# [SOURCE MATERIAL]
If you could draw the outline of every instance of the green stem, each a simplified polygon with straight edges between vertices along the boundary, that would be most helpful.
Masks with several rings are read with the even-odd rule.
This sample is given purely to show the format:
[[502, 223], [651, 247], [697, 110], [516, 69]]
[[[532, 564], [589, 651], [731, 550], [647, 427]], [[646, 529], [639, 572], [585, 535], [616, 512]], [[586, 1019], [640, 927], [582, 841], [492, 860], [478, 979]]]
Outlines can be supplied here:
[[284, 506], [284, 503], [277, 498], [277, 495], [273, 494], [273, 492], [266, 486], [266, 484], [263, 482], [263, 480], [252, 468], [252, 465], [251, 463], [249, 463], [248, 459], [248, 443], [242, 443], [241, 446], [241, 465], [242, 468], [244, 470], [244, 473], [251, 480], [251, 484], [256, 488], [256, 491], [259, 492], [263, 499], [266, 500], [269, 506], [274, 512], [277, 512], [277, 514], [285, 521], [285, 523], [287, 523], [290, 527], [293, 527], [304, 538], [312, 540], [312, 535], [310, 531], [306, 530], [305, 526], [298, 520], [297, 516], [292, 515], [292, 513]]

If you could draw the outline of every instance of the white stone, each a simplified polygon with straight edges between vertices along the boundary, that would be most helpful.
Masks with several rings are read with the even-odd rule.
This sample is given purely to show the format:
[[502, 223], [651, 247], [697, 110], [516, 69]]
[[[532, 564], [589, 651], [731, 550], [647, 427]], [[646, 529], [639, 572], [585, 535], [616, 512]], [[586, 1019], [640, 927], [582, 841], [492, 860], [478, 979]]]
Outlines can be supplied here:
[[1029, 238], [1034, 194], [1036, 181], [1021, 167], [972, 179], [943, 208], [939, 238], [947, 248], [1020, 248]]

# [EXERCISE GOAL]
Turn the stretch from the line containing "of the white" through the end of the data into a JSON list of strings, one string per line, leaving out any blank lines.

# [THE ANSWER]
[
  "If you could draw the outline of every instance of the white stone, each a simplified polygon with straight edges between vertices along the boundary, that would be most helpful.",
  "Masks with several rings are read with the even-odd rule.",
  "This sample is given purely to show the format:",
  "[[502, 223], [651, 247], [697, 110], [516, 69]]",
  "[[[532, 564], [589, 651], [731, 550], [647, 427]], [[646, 529], [639, 572], [585, 535], [616, 512]], [[586, 1019], [640, 927], [582, 841], [492, 860], [478, 979]]]",
  "Outlines can be supplied here:",
  "[[1029, 238], [1034, 194], [1036, 181], [1021, 167], [972, 179], [943, 208], [939, 238], [947, 248], [1020, 248]]"
]